(Records from a data collection)

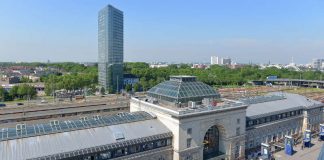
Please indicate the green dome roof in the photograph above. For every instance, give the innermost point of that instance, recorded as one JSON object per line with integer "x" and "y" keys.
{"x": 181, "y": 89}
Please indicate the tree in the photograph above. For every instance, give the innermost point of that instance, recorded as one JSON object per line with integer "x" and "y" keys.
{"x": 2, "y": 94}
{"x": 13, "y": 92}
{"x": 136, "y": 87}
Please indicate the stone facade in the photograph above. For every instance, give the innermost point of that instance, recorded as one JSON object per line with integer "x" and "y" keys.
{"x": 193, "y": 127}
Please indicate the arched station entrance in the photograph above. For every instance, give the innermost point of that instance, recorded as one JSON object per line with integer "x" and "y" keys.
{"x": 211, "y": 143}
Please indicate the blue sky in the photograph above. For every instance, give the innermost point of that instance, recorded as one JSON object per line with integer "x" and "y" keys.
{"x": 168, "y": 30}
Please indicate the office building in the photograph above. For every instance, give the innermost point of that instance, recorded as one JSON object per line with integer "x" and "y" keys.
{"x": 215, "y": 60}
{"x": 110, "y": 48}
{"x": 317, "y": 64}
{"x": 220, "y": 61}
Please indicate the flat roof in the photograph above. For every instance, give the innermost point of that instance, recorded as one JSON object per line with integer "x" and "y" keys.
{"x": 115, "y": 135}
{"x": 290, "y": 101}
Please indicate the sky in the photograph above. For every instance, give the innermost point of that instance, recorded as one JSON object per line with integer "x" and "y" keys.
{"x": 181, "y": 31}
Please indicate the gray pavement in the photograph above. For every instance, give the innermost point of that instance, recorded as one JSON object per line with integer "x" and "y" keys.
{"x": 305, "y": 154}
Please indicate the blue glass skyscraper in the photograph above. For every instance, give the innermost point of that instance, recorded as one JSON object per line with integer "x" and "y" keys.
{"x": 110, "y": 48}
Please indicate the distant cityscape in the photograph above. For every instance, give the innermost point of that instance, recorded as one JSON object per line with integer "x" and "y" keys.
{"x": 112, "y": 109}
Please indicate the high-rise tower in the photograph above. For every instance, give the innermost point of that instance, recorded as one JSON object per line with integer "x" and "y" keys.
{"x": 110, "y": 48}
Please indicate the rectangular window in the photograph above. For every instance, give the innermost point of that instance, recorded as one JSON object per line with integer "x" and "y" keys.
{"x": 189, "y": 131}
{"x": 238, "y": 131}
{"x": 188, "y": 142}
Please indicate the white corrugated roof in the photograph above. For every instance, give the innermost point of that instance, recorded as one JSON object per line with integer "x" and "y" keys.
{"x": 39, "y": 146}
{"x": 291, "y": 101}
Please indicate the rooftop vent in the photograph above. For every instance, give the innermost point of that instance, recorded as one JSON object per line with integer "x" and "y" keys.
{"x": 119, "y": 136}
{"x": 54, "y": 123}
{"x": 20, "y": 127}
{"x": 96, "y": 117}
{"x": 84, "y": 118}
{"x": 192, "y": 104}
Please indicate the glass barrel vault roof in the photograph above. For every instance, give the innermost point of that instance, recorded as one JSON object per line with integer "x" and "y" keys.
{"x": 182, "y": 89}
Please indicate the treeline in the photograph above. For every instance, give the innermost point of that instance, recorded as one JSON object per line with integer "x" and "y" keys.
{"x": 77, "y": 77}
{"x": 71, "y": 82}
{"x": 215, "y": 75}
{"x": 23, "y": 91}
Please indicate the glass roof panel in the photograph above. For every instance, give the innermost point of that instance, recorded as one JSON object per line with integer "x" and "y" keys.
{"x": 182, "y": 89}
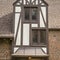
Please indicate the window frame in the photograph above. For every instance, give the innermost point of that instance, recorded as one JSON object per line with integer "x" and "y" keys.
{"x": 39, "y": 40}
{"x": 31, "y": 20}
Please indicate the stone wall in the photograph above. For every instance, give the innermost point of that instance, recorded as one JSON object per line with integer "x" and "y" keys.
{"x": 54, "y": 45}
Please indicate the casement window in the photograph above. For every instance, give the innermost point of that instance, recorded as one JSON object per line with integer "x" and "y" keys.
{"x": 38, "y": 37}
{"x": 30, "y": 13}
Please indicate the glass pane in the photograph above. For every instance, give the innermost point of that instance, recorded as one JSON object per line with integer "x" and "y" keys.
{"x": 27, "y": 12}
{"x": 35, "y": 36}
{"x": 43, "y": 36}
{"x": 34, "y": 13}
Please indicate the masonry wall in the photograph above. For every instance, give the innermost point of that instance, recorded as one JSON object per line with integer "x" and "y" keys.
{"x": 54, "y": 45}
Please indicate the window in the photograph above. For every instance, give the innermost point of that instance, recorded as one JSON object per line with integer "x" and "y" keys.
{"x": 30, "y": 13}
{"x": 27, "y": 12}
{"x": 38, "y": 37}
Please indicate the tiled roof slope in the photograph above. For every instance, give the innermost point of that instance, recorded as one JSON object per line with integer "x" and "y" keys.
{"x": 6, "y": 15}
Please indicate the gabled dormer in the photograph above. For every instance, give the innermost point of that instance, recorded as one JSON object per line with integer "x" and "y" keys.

> [WORK INSTRUCTIONS]
Quote every entry exactly, with the pictures omitted.

> [RESULT BELOW]
Please indicate the green dome roof in the photograph above. For every instance, give the innermost point of that instance, recorded as one JSON object per line with integer "x" and "y" keys.
{"x": 181, "y": 89}
Please indicate the tree in the photograph above. For every instance, give the innermost point of that instance, recorded as one JSON object per line with integer "x" and "y" keys.
{"x": 2, "y": 94}
{"x": 13, "y": 92}
{"x": 136, "y": 87}
Please indicate the stone facade in the photograph above. For every instance, give the innermost point of that instance, recorded as one JSON object per line with integer "x" and "y" keys.
{"x": 193, "y": 127}
Please indicate the arched station entrance in the photograph above. For every instance, give the innermost point of that instance, recorded as one JSON object per line with integer "x" and "y" keys.
{"x": 211, "y": 143}
Please indicate the blue sky in the photograph above. For every instance, give the innermost point of that instance, recorded as one JSON object per line with integer "x" and "y" keys.
{"x": 168, "y": 30}
Please indicate the office building in the photograph above. For every instance, give the innermost point of that instance, recorded as one JSON object per line with integer "x" and "y" keys.
{"x": 215, "y": 60}
{"x": 110, "y": 48}
{"x": 317, "y": 64}
{"x": 220, "y": 61}
Please indicate the flat roof in the photograph above. For every instance, give the innermost point of that instance, recorded as one JSON object per line with integer "x" and "y" keys.
{"x": 115, "y": 135}
{"x": 290, "y": 101}
Please indicate the sky in the photograph above. For every instance, give the innermost point of that instance, recorded as one JSON object per line with integer "x" and "y" keys.
{"x": 181, "y": 31}
Please indicate the gray pavement in the photograph above. For every instance, give the innermost point of that instance, recorded as one JSON object per line with integer "x" and "y" keys.
{"x": 305, "y": 154}
Please indicate the blue glass skyscraper in the photograph above. For every instance, give the innermost point of that instance, recorded as one JSON object per line with integer "x" and "y" keys.
{"x": 110, "y": 48}
Please indicate the distant cityscape in the photograph above. For every instance, give the innermost point of that instance, recorded as one JSON object per line with integer "x" and "y" keys.
{"x": 112, "y": 109}
Please indicate the high-rise tower in the photograph above. For every instance, give the innermost point of that instance, recorded as one JSON object per line with integer "x" and "y" keys.
{"x": 110, "y": 48}
Please indicate the rectangular window in the photograph above. For every instance, give the innermost point of that instance, recorded as one JSON object per line with integer "x" and "y" keys.
{"x": 189, "y": 131}
{"x": 238, "y": 131}
{"x": 188, "y": 142}
Please indicate the white corrugated roof in the photograph above. For every instance, give the innermost point of that instance, recorded as one JSON object per line with integer "x" and "y" keys.
{"x": 39, "y": 146}
{"x": 291, "y": 101}
Please indicate the rooftop vent in the photograph above. For every instance, give the innermost point of that instance, recorded as one JSON object per line with integer "x" and "y" keys.
{"x": 119, "y": 136}
{"x": 54, "y": 123}
{"x": 20, "y": 127}
{"x": 96, "y": 117}
{"x": 84, "y": 118}
{"x": 192, "y": 104}
Please indicate the glass barrel vault roof in the photograph above. For every instance, give the innermost point of that instance, recorded as one JSON object per line with integer "x" and "y" keys.
{"x": 182, "y": 89}
Please indicate the treeline in the photograph above. For every instance, give the innermost point of that instance, recorded as one JSON object per line with integer "x" and "y" keys.
{"x": 77, "y": 77}
{"x": 71, "y": 82}
{"x": 215, "y": 75}
{"x": 23, "y": 91}
Please indicate the glass roof panel in the photograph above. For every instance, give the innermost point of that instance, recorded as one JSON object per line with integer "x" and "y" keys.
{"x": 182, "y": 89}
Please indicate the window frame in the photograph above. For every instance, give the innermost point of that instance, recorded as one JSON object per line with integer "x" and "y" keys.
{"x": 39, "y": 40}
{"x": 31, "y": 20}
Please indicate the stone wall in the photograph above. For every instance, give the innermost point of that instance, recorded as one JSON object per line with integer "x" and "y" keys.
{"x": 54, "y": 45}
Please indicate the casement window in the photograph above. For every instance, give the innermost point of that instance, recorded as one JSON object per line with integer "x" and "y" keys.
{"x": 38, "y": 37}
{"x": 30, "y": 13}
Please indicate the glass pane in the photograph above. For every instance, give the innermost point of that instance, recorded as one JSON object per line with integer "x" and "y" keys.
{"x": 27, "y": 12}
{"x": 35, "y": 36}
{"x": 43, "y": 36}
{"x": 34, "y": 13}
Please indicate the masonry wall in the photograph above. For every instance, give the innermost point of that instance, recorded as one JSON object per line with integer "x" and "y" keys.
{"x": 54, "y": 45}
Please indicate the window in the photograph above. For every instance, give the innermost point of that instance, recorded as one JSON object per line with integer "x" and "y" keys.
{"x": 30, "y": 13}
{"x": 27, "y": 12}
{"x": 38, "y": 37}
Please indicate the tiled roof slope in the photograph above. For every instance, give the innermost point of that instance, recorded as one JSON object per line with integer "x" and "y" keys.
{"x": 6, "y": 15}
Please indicate the gabled dormer in the photograph above. For every instance, give the innermost point of that instance, recorded as one JSON object per line with integer "x" and "y" keys.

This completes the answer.